■ **PROBLEM TO WORK ON**
With the pictures omitted, write out the entries that follow exactly as they stand.

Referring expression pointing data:
[Start of Attachment]

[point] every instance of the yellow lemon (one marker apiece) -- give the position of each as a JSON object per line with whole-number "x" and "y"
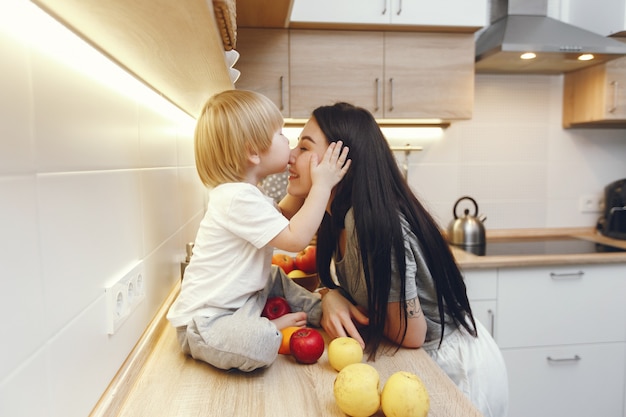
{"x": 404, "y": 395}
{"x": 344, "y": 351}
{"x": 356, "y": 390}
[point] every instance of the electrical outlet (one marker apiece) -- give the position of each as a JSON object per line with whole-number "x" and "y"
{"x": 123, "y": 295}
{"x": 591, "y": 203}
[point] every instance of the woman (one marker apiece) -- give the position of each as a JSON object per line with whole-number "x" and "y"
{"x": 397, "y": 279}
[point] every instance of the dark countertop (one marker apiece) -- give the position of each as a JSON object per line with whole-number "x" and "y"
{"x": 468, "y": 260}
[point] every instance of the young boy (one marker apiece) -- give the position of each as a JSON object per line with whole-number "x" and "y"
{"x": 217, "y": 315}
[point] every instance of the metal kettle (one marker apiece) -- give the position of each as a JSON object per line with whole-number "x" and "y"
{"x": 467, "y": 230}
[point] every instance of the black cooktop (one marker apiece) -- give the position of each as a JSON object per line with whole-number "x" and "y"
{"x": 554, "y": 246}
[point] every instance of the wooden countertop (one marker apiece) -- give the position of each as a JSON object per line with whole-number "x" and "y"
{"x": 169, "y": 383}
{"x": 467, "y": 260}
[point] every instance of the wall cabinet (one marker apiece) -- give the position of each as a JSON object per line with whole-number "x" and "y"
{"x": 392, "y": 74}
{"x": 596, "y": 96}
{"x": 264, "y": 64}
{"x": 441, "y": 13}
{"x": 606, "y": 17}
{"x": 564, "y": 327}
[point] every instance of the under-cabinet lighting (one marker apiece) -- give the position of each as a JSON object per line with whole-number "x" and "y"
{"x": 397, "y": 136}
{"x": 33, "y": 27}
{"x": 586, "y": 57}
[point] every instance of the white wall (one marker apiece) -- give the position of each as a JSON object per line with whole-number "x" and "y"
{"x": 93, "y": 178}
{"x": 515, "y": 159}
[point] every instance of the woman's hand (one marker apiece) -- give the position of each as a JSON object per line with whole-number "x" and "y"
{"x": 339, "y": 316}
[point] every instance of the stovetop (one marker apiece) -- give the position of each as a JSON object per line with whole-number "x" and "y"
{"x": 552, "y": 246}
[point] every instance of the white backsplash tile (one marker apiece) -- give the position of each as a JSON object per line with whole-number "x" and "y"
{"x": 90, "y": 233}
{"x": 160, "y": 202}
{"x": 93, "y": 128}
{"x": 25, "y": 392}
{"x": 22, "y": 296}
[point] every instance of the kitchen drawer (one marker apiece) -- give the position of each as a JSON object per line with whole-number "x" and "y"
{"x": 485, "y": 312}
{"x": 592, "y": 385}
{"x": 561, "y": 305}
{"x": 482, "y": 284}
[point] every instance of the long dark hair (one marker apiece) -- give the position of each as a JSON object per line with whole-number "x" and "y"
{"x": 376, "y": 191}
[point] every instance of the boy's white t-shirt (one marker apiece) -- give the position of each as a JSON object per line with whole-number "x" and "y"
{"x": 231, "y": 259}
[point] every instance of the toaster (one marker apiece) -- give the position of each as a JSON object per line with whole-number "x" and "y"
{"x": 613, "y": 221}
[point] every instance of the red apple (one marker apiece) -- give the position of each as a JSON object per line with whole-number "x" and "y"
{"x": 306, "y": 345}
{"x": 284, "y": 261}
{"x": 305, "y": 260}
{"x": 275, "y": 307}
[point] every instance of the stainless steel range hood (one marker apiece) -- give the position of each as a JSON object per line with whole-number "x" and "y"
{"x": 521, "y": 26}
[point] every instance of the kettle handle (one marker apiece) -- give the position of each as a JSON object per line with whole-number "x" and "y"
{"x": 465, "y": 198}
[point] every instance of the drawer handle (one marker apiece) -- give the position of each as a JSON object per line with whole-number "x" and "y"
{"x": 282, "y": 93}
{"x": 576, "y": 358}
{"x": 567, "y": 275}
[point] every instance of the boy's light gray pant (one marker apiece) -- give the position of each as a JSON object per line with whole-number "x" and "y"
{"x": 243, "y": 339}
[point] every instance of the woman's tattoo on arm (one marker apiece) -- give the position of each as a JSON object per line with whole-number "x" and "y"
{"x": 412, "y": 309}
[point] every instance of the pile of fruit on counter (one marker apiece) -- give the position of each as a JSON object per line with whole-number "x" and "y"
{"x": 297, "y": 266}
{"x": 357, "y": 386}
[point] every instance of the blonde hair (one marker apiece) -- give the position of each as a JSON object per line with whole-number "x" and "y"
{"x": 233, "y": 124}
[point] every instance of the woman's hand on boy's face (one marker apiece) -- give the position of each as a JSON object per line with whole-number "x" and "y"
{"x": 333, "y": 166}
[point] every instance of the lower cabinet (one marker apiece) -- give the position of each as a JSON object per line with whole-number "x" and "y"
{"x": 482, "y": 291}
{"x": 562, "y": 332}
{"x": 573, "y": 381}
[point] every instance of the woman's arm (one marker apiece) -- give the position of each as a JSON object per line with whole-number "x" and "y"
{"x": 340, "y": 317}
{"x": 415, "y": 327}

[End of Attachment]

■ **WRITTEN ANSWER**
[point] every instance of the yellow lemon (one marker apiece) -- give the position of each as a JSON object per line with whole-number "x" and "y"
{"x": 404, "y": 395}
{"x": 344, "y": 351}
{"x": 356, "y": 390}
[point] every instance of the electrical outlet (one marker apiece) -- give the position of each as a JSON object per line with whole-number "x" and "y"
{"x": 123, "y": 295}
{"x": 591, "y": 203}
[point] every instance of the woman (one marker apiece) -- give the position of each as a JSON object per line with whole-number "x" and "y"
{"x": 397, "y": 279}
[point] every instance of the dark countertop (one marker apiece) -- give the position of each as a JSON object per line with whole-number "x" and "y"
{"x": 468, "y": 260}
[point] every instance of the young boy (one marker apiece) -- give the position of each as a JSON object per line with whole-number "x" and "y"
{"x": 217, "y": 315}
[point] every instance of the metal kettle (one marker apiece) -- give the position of each as a JSON object per line with whole-number "x" and "y"
{"x": 467, "y": 230}
[point] every instance of the black cooktop (one marker apiece) -- give the position of each as a JSON object per line with whole-number "x" and "y"
{"x": 554, "y": 246}
[point] every instance of the wooden countertop (one marker apiece) -- give the position of each as a JSON object per line with whole-number "x" and "y"
{"x": 169, "y": 383}
{"x": 467, "y": 260}
[point] every instance of the wall cabinet (one marker apiece) -- give the position of each as a JSON object per line with whole-number "x" and "y"
{"x": 392, "y": 74}
{"x": 596, "y": 96}
{"x": 264, "y": 64}
{"x": 441, "y": 13}
{"x": 606, "y": 17}
{"x": 564, "y": 327}
[point] every instance of the under-cabinet lighting (one marker apiece) -- give the position of each as a JSON object per line with whole-number "x" and "y"
{"x": 397, "y": 136}
{"x": 33, "y": 27}
{"x": 586, "y": 57}
[point] every instance of the white wall (one marker apiece) -- give the position of each as a JSON object per line with whole-number "x" and "y"
{"x": 93, "y": 178}
{"x": 515, "y": 159}
[point] every instance of the woman's hand (one marker apiece) -- give the position of each as a JSON object per line with whole-number "x" and "y"
{"x": 339, "y": 316}
[point] every instance of the stovetop (one marker apiece) -- give the position of each as a JSON object per line with whole-number "x" and "y"
{"x": 552, "y": 246}
[point] every instance of the white backsplash tile (one marker apiece) -- give the position of each as a JSON object per line with whole-number "x" and "y"
{"x": 90, "y": 233}
{"x": 160, "y": 202}
{"x": 93, "y": 128}
{"x": 25, "y": 392}
{"x": 22, "y": 296}
[point] every instance of the kitchen drawer (one marker apiece) -- give the position of each as a JSON object per line with whole-number "x" and "y"
{"x": 485, "y": 312}
{"x": 592, "y": 385}
{"x": 561, "y": 305}
{"x": 482, "y": 284}
[point] every instance of the long dark hair (one marker apiece) -- give the position of each as a JSON object per line with whole-number "x" and "y"
{"x": 376, "y": 191}
[point] every instance of the boy's white t-shirt (one marker apiece) -- give the position of each as a JSON object per line with whole-number "x" and "y"
{"x": 231, "y": 259}
[point] every instance of the toaster (one marker apiece) -- give the position of each as a JSON object per line with whole-number "x" and "y"
{"x": 613, "y": 221}
[point] every instance of the red apple (one marker apiece) -- give the position of each as a JSON object per line with whole-number "x" and "y"
{"x": 306, "y": 345}
{"x": 284, "y": 261}
{"x": 305, "y": 260}
{"x": 275, "y": 307}
[point] every instance of the stainless steel range hood (one marker apiece) -- give the position of each as a JSON object per line with whole-number "x" and "y"
{"x": 521, "y": 26}
[point] every instance of the kettle handle (one marker apiece) -- give the position of each as a JSON object per line with whole-number "x" and "y"
{"x": 465, "y": 198}
[point] every instance of the drawer handle (one marker apiece) -- give the position of each as a JSON object per line with whole-number "x" and "y"
{"x": 282, "y": 93}
{"x": 576, "y": 358}
{"x": 567, "y": 275}
[point] every instance of the boy's light gray pant (one marker apiece) -- give the position of each as a JSON object per line with whole-number "x" and "y"
{"x": 243, "y": 339}
[point] every instance of the woman's tattoo on arm (one marker apiece) -- give the position of each as a JSON object per line with whole-number "x" and "y"
{"x": 412, "y": 309}
[point] every instance of the pile of fruit on counter (one marker apiece) -- give the position of each as a JSON object per line with whole-number "x" and "y"
{"x": 297, "y": 266}
{"x": 357, "y": 386}
[point] every instance of the blonde hair (one marker apiece) -- give the position of each as a JSON object per line with whole-number "x" and "y"
{"x": 233, "y": 124}
[point] every instance of the woman's hand on boy's face (one marker apiece) -- give the position of each as a JSON object per line with whole-number "x" and "y"
{"x": 333, "y": 166}
[point] every instance of the lower cabinet (one marker apiece) -- give the position of each as a JSON object per line with whole-number "x" and "y"
{"x": 482, "y": 291}
{"x": 562, "y": 332}
{"x": 573, "y": 381}
[point] every instance of the woman's arm (one marker apiece) -- give the position of each as a JSON object per line with whole-number "x" and "y"
{"x": 340, "y": 317}
{"x": 415, "y": 327}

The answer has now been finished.